─── Data records ───

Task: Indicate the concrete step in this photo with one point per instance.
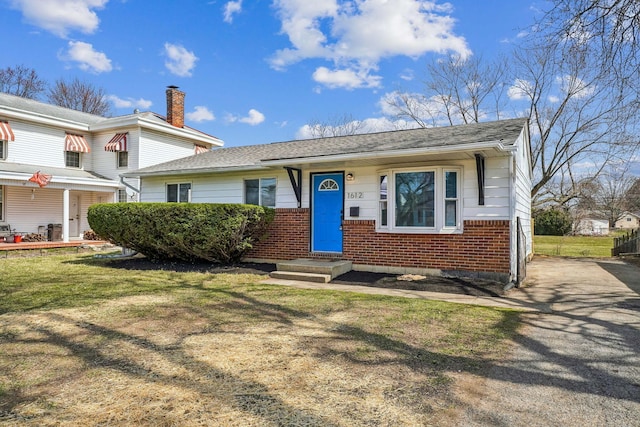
(315, 266)
(302, 276)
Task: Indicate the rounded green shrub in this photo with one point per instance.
(182, 231)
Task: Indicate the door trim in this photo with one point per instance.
(312, 211)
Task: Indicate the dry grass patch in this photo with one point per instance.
(205, 349)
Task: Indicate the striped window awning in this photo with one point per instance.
(201, 149)
(76, 143)
(6, 134)
(117, 143)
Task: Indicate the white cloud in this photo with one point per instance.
(179, 61)
(348, 79)
(200, 114)
(407, 74)
(87, 58)
(129, 102)
(254, 118)
(370, 125)
(231, 8)
(61, 16)
(575, 86)
(357, 35)
(519, 90)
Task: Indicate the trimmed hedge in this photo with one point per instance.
(182, 231)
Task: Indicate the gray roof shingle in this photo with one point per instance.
(504, 131)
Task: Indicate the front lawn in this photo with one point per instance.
(573, 246)
(85, 341)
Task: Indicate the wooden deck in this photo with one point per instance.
(5, 248)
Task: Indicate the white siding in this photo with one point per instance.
(155, 148)
(26, 214)
(229, 188)
(41, 145)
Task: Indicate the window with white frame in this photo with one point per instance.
(261, 192)
(72, 159)
(123, 159)
(179, 193)
(420, 200)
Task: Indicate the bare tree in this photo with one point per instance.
(609, 194)
(21, 81)
(633, 196)
(457, 90)
(80, 96)
(610, 29)
(577, 117)
(335, 126)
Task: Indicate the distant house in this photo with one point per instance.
(454, 200)
(629, 220)
(55, 162)
(592, 226)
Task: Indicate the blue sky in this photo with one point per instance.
(254, 71)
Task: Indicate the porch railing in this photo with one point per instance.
(627, 244)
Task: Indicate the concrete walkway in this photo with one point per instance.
(579, 364)
(515, 298)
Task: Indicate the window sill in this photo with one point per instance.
(443, 231)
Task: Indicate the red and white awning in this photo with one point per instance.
(76, 143)
(117, 143)
(42, 179)
(201, 149)
(6, 134)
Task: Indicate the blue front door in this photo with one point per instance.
(326, 216)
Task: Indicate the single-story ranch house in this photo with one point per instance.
(450, 200)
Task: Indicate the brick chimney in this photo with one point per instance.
(175, 106)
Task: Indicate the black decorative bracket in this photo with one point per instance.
(296, 183)
(480, 172)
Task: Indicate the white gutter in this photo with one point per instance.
(244, 168)
(150, 124)
(43, 119)
(392, 153)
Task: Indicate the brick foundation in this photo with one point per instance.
(287, 238)
(483, 247)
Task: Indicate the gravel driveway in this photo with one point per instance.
(576, 363)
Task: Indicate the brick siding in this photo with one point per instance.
(287, 238)
(483, 247)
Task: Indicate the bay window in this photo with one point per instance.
(421, 200)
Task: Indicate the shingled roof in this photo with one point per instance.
(503, 133)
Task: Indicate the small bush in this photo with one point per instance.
(182, 231)
(90, 235)
(552, 222)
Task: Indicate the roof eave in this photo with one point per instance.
(192, 171)
(16, 113)
(497, 145)
(161, 127)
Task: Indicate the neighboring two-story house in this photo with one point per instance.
(56, 162)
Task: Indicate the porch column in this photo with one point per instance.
(65, 215)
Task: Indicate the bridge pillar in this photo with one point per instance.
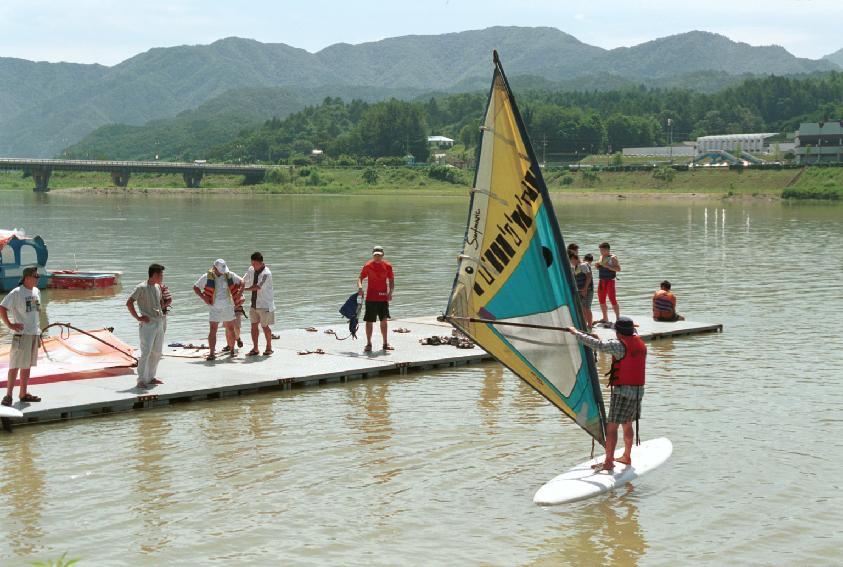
(254, 178)
(41, 175)
(120, 178)
(192, 179)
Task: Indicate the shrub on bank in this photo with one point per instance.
(445, 173)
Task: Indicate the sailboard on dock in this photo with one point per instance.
(514, 292)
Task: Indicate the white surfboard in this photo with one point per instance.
(582, 482)
(6, 411)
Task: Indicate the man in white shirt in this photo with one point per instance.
(152, 322)
(222, 290)
(24, 305)
(258, 281)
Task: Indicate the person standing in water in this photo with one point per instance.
(626, 379)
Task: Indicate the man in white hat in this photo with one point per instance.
(222, 290)
(378, 295)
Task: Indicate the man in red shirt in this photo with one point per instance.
(378, 295)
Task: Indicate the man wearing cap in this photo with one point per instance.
(626, 379)
(24, 304)
(258, 280)
(150, 316)
(222, 290)
(378, 295)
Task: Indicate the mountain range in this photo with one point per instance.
(45, 107)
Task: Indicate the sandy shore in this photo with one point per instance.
(605, 195)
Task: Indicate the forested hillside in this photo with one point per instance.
(47, 107)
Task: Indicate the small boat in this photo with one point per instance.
(74, 354)
(17, 251)
(72, 279)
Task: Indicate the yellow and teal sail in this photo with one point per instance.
(514, 290)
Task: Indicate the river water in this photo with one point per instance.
(439, 468)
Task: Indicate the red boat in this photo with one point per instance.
(72, 279)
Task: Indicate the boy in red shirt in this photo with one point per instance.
(378, 295)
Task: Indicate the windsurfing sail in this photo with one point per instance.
(74, 355)
(514, 289)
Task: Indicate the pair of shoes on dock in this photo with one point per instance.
(317, 351)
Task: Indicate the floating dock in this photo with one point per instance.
(187, 376)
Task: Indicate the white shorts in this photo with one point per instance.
(24, 353)
(262, 317)
(221, 314)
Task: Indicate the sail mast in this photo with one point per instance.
(514, 288)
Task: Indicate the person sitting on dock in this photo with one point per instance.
(151, 316)
(24, 304)
(607, 270)
(378, 295)
(626, 379)
(664, 305)
(258, 281)
(222, 290)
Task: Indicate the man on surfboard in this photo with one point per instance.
(629, 357)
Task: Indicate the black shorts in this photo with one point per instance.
(376, 310)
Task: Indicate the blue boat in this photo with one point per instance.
(18, 251)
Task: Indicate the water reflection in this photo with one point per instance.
(153, 493)
(527, 402)
(490, 395)
(23, 492)
(373, 420)
(603, 532)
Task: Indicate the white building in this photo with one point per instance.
(752, 143)
(440, 141)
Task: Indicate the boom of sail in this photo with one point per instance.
(514, 289)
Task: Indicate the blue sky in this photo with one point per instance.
(109, 31)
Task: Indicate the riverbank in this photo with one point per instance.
(701, 183)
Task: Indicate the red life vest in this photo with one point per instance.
(629, 371)
(233, 288)
(664, 305)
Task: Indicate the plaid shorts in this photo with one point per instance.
(625, 405)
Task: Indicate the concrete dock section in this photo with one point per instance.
(301, 358)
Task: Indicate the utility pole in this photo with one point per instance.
(670, 138)
(544, 149)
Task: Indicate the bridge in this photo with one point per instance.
(192, 173)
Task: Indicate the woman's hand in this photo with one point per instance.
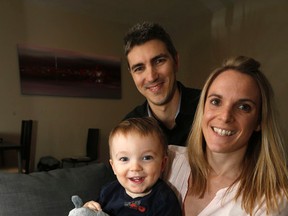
(93, 205)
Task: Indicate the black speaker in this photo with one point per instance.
(92, 147)
(25, 141)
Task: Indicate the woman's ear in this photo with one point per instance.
(258, 127)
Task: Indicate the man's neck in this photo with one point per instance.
(167, 113)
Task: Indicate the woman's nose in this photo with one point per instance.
(226, 114)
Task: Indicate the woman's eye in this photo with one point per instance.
(215, 101)
(123, 159)
(148, 157)
(245, 107)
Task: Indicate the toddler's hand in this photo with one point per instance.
(93, 206)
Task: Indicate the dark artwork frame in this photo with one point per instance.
(56, 72)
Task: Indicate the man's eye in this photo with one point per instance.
(148, 157)
(123, 159)
(159, 61)
(245, 107)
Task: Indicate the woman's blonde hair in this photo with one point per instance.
(264, 177)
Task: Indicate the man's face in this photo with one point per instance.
(153, 70)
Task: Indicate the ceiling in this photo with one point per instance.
(128, 11)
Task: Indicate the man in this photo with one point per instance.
(153, 63)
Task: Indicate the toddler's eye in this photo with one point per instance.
(148, 157)
(124, 159)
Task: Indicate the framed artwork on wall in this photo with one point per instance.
(55, 72)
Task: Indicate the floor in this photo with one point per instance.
(9, 169)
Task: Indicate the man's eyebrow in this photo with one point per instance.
(161, 55)
(136, 65)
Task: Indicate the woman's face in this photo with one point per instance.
(231, 112)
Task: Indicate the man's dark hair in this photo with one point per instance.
(146, 31)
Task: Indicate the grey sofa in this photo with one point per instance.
(49, 193)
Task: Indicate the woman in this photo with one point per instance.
(235, 151)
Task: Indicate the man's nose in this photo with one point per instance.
(152, 74)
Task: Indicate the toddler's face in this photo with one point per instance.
(137, 161)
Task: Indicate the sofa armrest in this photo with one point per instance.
(49, 193)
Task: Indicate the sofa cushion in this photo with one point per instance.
(49, 193)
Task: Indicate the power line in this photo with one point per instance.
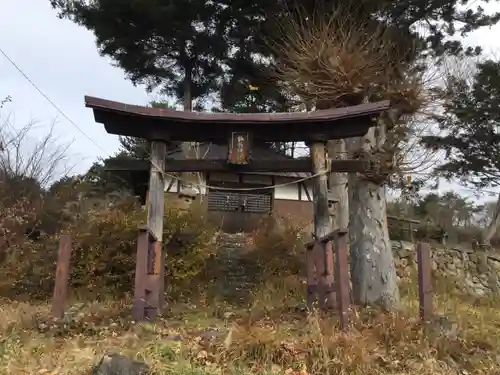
(18, 68)
(48, 99)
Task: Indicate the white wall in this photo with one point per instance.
(172, 186)
(288, 192)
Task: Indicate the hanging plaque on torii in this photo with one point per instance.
(239, 150)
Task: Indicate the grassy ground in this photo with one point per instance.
(267, 335)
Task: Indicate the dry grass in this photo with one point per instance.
(270, 336)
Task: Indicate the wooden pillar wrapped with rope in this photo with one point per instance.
(150, 267)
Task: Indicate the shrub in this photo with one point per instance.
(104, 241)
(278, 248)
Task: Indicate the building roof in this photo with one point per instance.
(171, 125)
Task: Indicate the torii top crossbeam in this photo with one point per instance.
(171, 125)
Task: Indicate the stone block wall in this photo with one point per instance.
(475, 272)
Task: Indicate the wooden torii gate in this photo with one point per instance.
(238, 131)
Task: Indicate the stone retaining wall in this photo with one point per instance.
(475, 272)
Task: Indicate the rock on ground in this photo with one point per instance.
(115, 364)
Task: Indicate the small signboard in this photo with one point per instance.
(239, 148)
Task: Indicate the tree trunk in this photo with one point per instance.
(188, 179)
(373, 272)
(338, 185)
(492, 228)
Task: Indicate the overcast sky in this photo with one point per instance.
(61, 59)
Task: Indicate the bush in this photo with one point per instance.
(104, 241)
(278, 248)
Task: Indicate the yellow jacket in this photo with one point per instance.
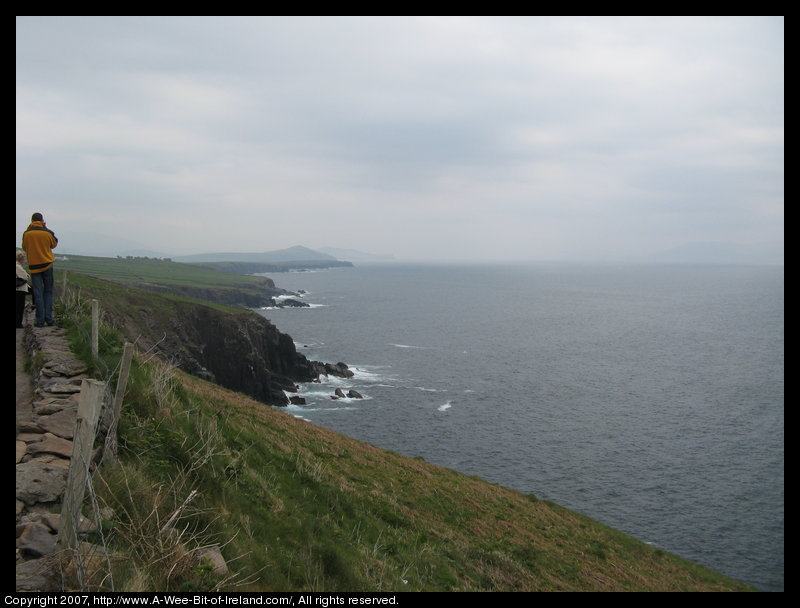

───

> Your objective
Pull out every line of the listing above that contains the string "bush", with case counting.

> Task answer
Task: Indicate the small bush in this photo with one point per instance.
Task: Indicate the bush in this photo with one point per instance.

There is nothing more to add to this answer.